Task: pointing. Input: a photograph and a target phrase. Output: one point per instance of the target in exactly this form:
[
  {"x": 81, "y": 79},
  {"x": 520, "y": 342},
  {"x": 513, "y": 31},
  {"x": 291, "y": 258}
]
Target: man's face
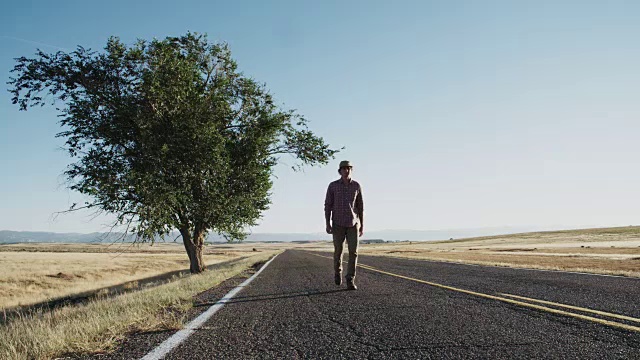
[{"x": 345, "y": 172}]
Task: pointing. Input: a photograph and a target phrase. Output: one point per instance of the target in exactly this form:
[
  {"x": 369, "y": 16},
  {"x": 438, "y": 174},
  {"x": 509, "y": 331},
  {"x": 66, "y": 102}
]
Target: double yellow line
[{"x": 508, "y": 298}]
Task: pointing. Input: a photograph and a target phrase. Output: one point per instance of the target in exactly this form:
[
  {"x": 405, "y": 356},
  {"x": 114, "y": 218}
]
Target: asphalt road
[{"x": 410, "y": 309}]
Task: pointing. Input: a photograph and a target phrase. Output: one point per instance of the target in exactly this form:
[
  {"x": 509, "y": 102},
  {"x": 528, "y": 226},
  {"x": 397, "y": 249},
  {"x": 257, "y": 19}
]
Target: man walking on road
[{"x": 344, "y": 215}]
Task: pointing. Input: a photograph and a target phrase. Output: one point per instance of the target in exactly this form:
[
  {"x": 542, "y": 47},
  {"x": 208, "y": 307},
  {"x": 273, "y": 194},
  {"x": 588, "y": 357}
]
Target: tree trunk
[{"x": 194, "y": 246}]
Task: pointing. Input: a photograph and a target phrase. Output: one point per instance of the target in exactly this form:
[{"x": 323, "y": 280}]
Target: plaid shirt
[{"x": 344, "y": 202}]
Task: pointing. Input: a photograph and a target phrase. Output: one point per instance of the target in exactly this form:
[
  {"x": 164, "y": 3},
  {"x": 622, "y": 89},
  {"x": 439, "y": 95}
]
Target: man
[{"x": 344, "y": 215}]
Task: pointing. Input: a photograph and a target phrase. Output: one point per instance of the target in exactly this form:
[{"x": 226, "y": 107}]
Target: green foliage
[{"x": 167, "y": 134}]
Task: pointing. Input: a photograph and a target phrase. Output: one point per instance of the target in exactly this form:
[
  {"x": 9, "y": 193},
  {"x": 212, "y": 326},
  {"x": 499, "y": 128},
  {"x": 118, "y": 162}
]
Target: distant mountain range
[{"x": 7, "y": 237}]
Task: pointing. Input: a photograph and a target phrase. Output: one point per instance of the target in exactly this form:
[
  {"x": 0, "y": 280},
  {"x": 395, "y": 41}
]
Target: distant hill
[{"x": 7, "y": 237}]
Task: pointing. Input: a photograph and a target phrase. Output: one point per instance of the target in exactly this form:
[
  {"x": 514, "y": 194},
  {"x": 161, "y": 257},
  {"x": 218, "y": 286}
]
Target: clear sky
[{"x": 456, "y": 114}]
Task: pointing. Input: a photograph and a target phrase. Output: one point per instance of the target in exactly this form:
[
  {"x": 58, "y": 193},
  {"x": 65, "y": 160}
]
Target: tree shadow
[
  {"x": 265, "y": 297},
  {"x": 106, "y": 292}
]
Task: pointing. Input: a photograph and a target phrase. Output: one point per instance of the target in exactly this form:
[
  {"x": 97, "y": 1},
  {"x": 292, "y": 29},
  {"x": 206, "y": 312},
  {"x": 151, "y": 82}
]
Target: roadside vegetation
[
  {"x": 98, "y": 325},
  {"x": 65, "y": 270},
  {"x": 613, "y": 251}
]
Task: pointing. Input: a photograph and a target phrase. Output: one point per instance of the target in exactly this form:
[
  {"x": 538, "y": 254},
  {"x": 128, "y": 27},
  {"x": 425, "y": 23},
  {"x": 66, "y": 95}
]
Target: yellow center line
[
  {"x": 511, "y": 301},
  {"x": 603, "y": 313}
]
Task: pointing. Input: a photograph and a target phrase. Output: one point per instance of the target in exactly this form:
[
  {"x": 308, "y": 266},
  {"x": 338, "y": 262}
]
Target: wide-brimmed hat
[{"x": 345, "y": 163}]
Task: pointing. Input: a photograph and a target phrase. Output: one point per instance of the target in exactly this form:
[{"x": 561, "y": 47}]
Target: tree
[{"x": 167, "y": 134}]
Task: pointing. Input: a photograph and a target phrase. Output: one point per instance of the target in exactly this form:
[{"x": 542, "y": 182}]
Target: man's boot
[{"x": 351, "y": 285}]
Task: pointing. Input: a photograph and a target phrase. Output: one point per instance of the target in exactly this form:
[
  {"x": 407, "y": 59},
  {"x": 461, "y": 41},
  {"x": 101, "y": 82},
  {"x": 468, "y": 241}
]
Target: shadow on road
[{"x": 264, "y": 297}]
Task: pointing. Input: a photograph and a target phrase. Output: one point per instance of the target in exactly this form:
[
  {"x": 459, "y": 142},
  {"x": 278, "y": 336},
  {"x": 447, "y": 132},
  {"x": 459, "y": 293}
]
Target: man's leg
[
  {"x": 352, "y": 244},
  {"x": 338, "y": 242}
]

#### What the task requires:
Return each line of the data, keeping its wording exact and omitting pictures.

#### Response:
Task: pointing. Input: a photograph and a target phrase. Output: one point per instance of the target in exactly this form:
[
  {"x": 81, "y": 79},
  {"x": 520, "y": 342},
  {"x": 513, "y": 31},
  {"x": 291, "y": 258}
]
Target: man's face
[{"x": 345, "y": 172}]
Task: pointing. Input: a photograph and a target phrase. Output: one point per instance of the target in exactly this form:
[
  {"x": 369, "y": 16},
  {"x": 438, "y": 174},
  {"x": 509, "y": 331},
  {"x": 66, "y": 102}
]
Target: double yellow line
[{"x": 508, "y": 298}]
Task: pointing. Input: a photograph and a target phrase. Output: one point per instance of the target in exactly this form:
[
  {"x": 405, "y": 356},
  {"x": 114, "y": 218}
]
Target: asphalt road
[{"x": 410, "y": 309}]
Task: pointing. Input: a photograph and a target phrase. Output: one point per instance of the target in exactly this form:
[
  {"x": 509, "y": 102},
  {"x": 528, "y": 226},
  {"x": 397, "y": 249},
  {"x": 257, "y": 19}
]
Target: man walking on road
[{"x": 344, "y": 215}]
Task: pointing. Input: a photograph and a target phrase. Output: one point per instance of the target in exactly this form:
[
  {"x": 542, "y": 47},
  {"x": 208, "y": 307},
  {"x": 273, "y": 194},
  {"x": 588, "y": 357}
]
Target: tree trunk
[{"x": 194, "y": 246}]
Task: pointing. Input: a photograph and a target phrase. Output: one point per instance of the target in exactly this form:
[{"x": 323, "y": 280}]
Target: plaid shirt
[{"x": 344, "y": 202}]
Task: pointing. Input: a photograph and a target phrase. Output: one point per instance of the target in exactly this form:
[
  {"x": 164, "y": 3},
  {"x": 622, "y": 89},
  {"x": 439, "y": 95}
]
Target: man
[{"x": 344, "y": 215}]
Task: pointing. Input: a photograph and a target phrase. Output: one point per instance of the target in exactly this form:
[{"x": 226, "y": 107}]
Target: green foliage
[{"x": 167, "y": 134}]
Task: pointing. Input: a photograph and a target phrase. Output: one point per instance of the target in exactly this form:
[
  {"x": 9, "y": 193},
  {"x": 212, "y": 326},
  {"x": 499, "y": 128},
  {"x": 118, "y": 162}
]
Target: distant mountain range
[{"x": 7, "y": 237}]
Task: pointing. Input: a photograph and a target phrase. Output: one point per instance of the target in exactly this form:
[
  {"x": 0, "y": 280},
  {"x": 395, "y": 41}
]
Target: distant hill
[{"x": 7, "y": 237}]
Task: pointing. Input: a photograph and a target phrase. Output: one point per instance of the target in exactly this form:
[
  {"x": 514, "y": 194},
  {"x": 161, "y": 257},
  {"x": 218, "y": 286}
]
Target: clear sky
[{"x": 456, "y": 114}]
Task: pointing. Input: a photograph and a target phrase. Output: one point per instance of the target in exactly this form:
[
  {"x": 58, "y": 193},
  {"x": 65, "y": 160}
]
Target: tree shadow
[
  {"x": 265, "y": 297},
  {"x": 106, "y": 292}
]
Task: pointing. Input: a photograph and a target phrase. Output: one point per instance of the target in exactly this form:
[
  {"x": 97, "y": 1},
  {"x": 292, "y": 29},
  {"x": 206, "y": 312},
  {"x": 151, "y": 82}
]
Target: roadside vegetation
[
  {"x": 98, "y": 325},
  {"x": 65, "y": 270},
  {"x": 613, "y": 251}
]
Task: pointing. Input: a photograph and a target phrase. Output: one point per instance of the target in exactly this form:
[
  {"x": 538, "y": 254},
  {"x": 128, "y": 27},
  {"x": 425, "y": 23},
  {"x": 66, "y": 95}
]
Target: yellow center line
[
  {"x": 511, "y": 301},
  {"x": 603, "y": 313}
]
Task: pointing. Input: a photograph and a target phrase. Output: one point per instance of the target in exactly this form:
[
  {"x": 308, "y": 266},
  {"x": 338, "y": 262}
]
Target: wide-brimmed hat
[{"x": 345, "y": 163}]
Task: pointing. Input: a photograph and a target phrase. Output: one point per instance of the target in exactly this form:
[{"x": 561, "y": 47}]
Target: tree
[{"x": 167, "y": 134}]
Task: pointing. Input: a photograph and a target phrase. Output: one point per instance of the target in exactly this form:
[{"x": 542, "y": 182}]
Target: man's boot
[{"x": 351, "y": 285}]
Task: pointing. Input: a photograph and a target phrase. Output: one point per instance of the target in exactly this form:
[
  {"x": 407, "y": 59},
  {"x": 461, "y": 41},
  {"x": 101, "y": 82},
  {"x": 468, "y": 241}
]
Target: shadow on road
[{"x": 264, "y": 297}]
Task: pointing. Input: a photograph and a target phrase. Output: one point per instance of the target in exactly this form:
[
  {"x": 459, "y": 142},
  {"x": 278, "y": 336},
  {"x": 447, "y": 132},
  {"x": 459, "y": 293}
]
Target: man's leg
[
  {"x": 352, "y": 244},
  {"x": 338, "y": 242}
]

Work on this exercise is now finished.